- **Record extracts**:
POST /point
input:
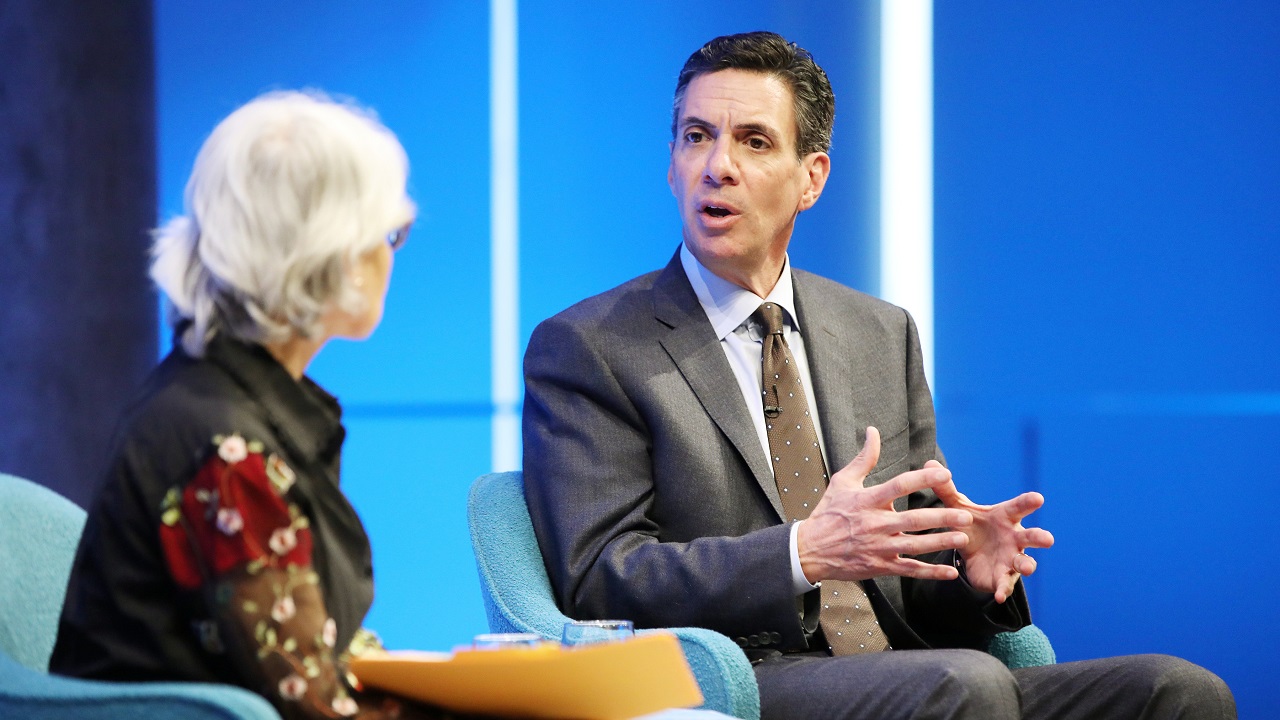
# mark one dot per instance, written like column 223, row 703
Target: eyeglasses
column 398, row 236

---

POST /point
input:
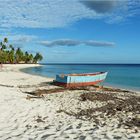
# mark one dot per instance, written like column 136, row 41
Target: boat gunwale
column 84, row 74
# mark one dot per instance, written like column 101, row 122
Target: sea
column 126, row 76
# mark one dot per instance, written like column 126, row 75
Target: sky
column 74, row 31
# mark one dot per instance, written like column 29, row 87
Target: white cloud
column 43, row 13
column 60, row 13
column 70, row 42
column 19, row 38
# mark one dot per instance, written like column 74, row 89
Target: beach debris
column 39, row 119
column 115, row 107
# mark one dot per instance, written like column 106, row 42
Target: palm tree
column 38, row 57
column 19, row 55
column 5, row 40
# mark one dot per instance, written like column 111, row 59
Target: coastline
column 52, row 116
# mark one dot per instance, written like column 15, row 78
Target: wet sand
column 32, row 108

- **Work task**: Reproduce exactly the lines of the records above from the one with "# mark one dot per instance, written like column 101, row" to the one with "# mark one dot per instance, written like column 15, row", both included, and leave out everything else.

- **Your solution**:
# mark one dot per instance, written like column 101, row 122
Target: sea
column 126, row 76
# mark one dot per instance, written like column 126, row 75
Target: sky
column 74, row 31
# mark one dot per instance, written like column 29, row 87
Target: white cloud
column 43, row 13
column 60, row 13
column 70, row 42
column 19, row 38
# mark one dot per instance, written like column 74, row 89
Target: beach debris
column 39, row 119
column 115, row 107
# mark one dot per instance, written like column 106, row 42
Target: palm tree
column 38, row 57
column 19, row 55
column 5, row 40
# mark one dot per instance, written like column 111, row 59
Target: coastline
column 52, row 116
# mark one dot per instance, written like column 15, row 78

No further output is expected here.